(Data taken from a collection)
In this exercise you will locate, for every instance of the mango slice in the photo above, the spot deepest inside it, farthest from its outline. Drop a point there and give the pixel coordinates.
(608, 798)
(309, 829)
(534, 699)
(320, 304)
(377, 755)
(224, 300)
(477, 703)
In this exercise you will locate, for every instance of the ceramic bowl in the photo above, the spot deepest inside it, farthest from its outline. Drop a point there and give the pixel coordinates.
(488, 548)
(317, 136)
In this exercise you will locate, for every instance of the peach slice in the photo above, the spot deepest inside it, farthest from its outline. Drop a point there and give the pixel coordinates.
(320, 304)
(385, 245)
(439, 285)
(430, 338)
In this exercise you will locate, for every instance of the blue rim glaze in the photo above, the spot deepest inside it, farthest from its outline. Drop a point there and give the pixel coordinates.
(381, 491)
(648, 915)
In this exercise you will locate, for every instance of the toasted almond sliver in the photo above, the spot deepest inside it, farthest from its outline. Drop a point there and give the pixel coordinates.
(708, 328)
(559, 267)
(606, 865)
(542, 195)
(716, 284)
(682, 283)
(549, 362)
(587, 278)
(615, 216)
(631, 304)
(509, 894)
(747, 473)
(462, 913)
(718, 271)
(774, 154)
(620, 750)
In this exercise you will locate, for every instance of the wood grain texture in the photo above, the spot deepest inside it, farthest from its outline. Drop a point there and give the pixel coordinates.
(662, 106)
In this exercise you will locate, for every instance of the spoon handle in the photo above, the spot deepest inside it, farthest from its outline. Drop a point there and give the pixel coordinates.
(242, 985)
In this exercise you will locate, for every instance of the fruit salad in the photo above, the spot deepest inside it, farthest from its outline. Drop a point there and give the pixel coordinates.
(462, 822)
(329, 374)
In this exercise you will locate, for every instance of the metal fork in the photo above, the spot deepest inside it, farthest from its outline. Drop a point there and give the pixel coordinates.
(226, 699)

§ **Exercise directions**
Copy out every one of the entries above again, keeping each line word for word as it stands.

§ **Result of this task**
In this exercise you will locate, for every instance of the mango slice in the photo above, the spot deepest inside it, farthest from its outline. Drop a point there and give the pixel coordinates.
(608, 798)
(309, 829)
(534, 699)
(320, 304)
(377, 755)
(224, 300)
(477, 703)
In this exercise you will locate, for every instance of the ceramic bowl in the photo above, the spot deepest inside it, farthest from its outline. Drop a point there and give the pixel coordinates.
(488, 548)
(317, 136)
In this exercise you will locate, for every instance of the peach slice in the photo above, the spot deepest inside it, farthest from its outline. Drop a point there and give the pixel coordinates.
(320, 304)
(385, 245)
(439, 285)
(430, 338)
In this exercise you will locate, for every instance of the blue rim glaze in the photo above, the spot deepest inside it, farthest from its outline. Drop a point there and give the pixel coordinates.
(381, 491)
(648, 915)
In this exercise you will locate, for every instance of the toasted almond sliver in the photo above, the spot deepest inside it, farthest from its outline. Drop a point there and give the pixel coordinates.
(708, 328)
(559, 267)
(606, 865)
(542, 195)
(716, 284)
(682, 283)
(549, 362)
(587, 278)
(615, 216)
(631, 304)
(509, 894)
(747, 473)
(462, 913)
(718, 271)
(774, 154)
(620, 750)
In this exercise you will locate, for every instance of the wood grain texture in the photo above, the spot deepest inside it, farthest from its outline. Drop a point there and give the pixel coordinates.
(662, 106)
In this exercise you will locate, for every instance of the spoon handle in the photo above, the spot deepest inside it, farthest from its outline. Drop a point there and give the pixel coordinates.
(242, 985)
In this exercise you will locate, for every instance of the fruit salad in the photo above, the spot deepest inside it, farthest from its outline. Drop a point there and give the pixel coordinates.
(462, 822)
(329, 374)
In this exercise you will locate, for every instance of the metal fork in the photo above, the spot deepest inside it, farthest from its outline. Drop a point there and give the pixel coordinates.
(226, 699)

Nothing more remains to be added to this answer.